» GIVEN DATA:
********

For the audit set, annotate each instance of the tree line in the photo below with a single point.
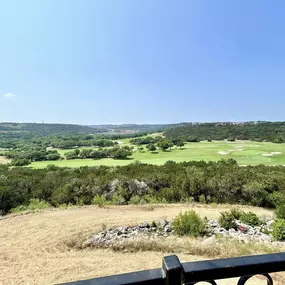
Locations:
(116, 152)
(256, 131)
(208, 182)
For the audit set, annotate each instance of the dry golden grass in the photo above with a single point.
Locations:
(40, 248)
(4, 160)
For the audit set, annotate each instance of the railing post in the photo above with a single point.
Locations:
(172, 269)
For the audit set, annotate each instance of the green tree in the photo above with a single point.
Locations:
(151, 147)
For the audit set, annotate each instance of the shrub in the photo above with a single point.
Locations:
(236, 213)
(135, 200)
(202, 199)
(35, 204)
(118, 199)
(280, 211)
(226, 220)
(250, 219)
(189, 223)
(279, 229)
(99, 200)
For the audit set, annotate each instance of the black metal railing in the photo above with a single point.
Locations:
(173, 272)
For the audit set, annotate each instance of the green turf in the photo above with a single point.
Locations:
(251, 154)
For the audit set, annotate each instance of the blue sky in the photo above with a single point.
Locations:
(142, 61)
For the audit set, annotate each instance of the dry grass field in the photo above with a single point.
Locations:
(36, 248)
(4, 160)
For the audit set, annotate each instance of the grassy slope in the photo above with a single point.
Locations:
(34, 247)
(251, 154)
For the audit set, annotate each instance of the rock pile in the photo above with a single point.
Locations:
(239, 231)
(242, 231)
(161, 228)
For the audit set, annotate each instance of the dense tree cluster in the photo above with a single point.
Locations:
(256, 131)
(26, 155)
(219, 182)
(115, 152)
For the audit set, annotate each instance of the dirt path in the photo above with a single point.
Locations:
(33, 247)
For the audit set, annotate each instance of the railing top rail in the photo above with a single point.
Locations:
(173, 272)
(147, 277)
(233, 267)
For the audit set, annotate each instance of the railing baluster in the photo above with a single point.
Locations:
(172, 269)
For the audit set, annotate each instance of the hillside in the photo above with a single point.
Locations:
(39, 246)
(257, 131)
(46, 129)
(134, 128)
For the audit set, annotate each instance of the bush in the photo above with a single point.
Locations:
(236, 213)
(118, 199)
(250, 219)
(226, 220)
(136, 200)
(280, 211)
(35, 204)
(279, 229)
(202, 199)
(189, 223)
(99, 200)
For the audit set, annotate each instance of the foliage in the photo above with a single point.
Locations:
(226, 220)
(99, 200)
(250, 219)
(189, 223)
(219, 182)
(35, 204)
(151, 147)
(136, 200)
(164, 144)
(257, 131)
(279, 229)
(115, 152)
(236, 213)
(202, 199)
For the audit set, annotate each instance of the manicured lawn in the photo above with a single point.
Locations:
(246, 153)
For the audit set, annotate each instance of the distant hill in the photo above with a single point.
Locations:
(258, 131)
(41, 129)
(47, 129)
(133, 128)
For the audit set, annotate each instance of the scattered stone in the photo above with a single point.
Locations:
(210, 240)
(240, 231)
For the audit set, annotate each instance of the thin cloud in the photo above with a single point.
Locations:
(9, 95)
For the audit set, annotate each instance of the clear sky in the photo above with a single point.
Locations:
(142, 61)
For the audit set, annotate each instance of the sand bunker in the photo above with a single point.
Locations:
(223, 152)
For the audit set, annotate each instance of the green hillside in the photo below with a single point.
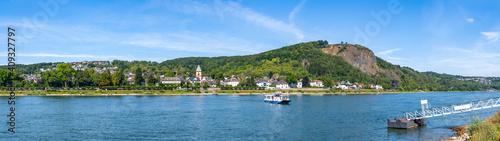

********

» TASK TO CARRY OUT: Select every line in the entries above that contains the word "railing", treating uppercase and lowercase as different.

» CORRECT RESPONSE:
For the audit set, annotate each instance of the railing post in the photo above with a single point.
For the audit set, annotate each instance of the black metal railing in the photo above with a single point.
For the audit set, annotate each instance of the railing top rail in the photo above with a single point.
For the audit set, annotate each instance of the railing baluster in the photo above with a single point.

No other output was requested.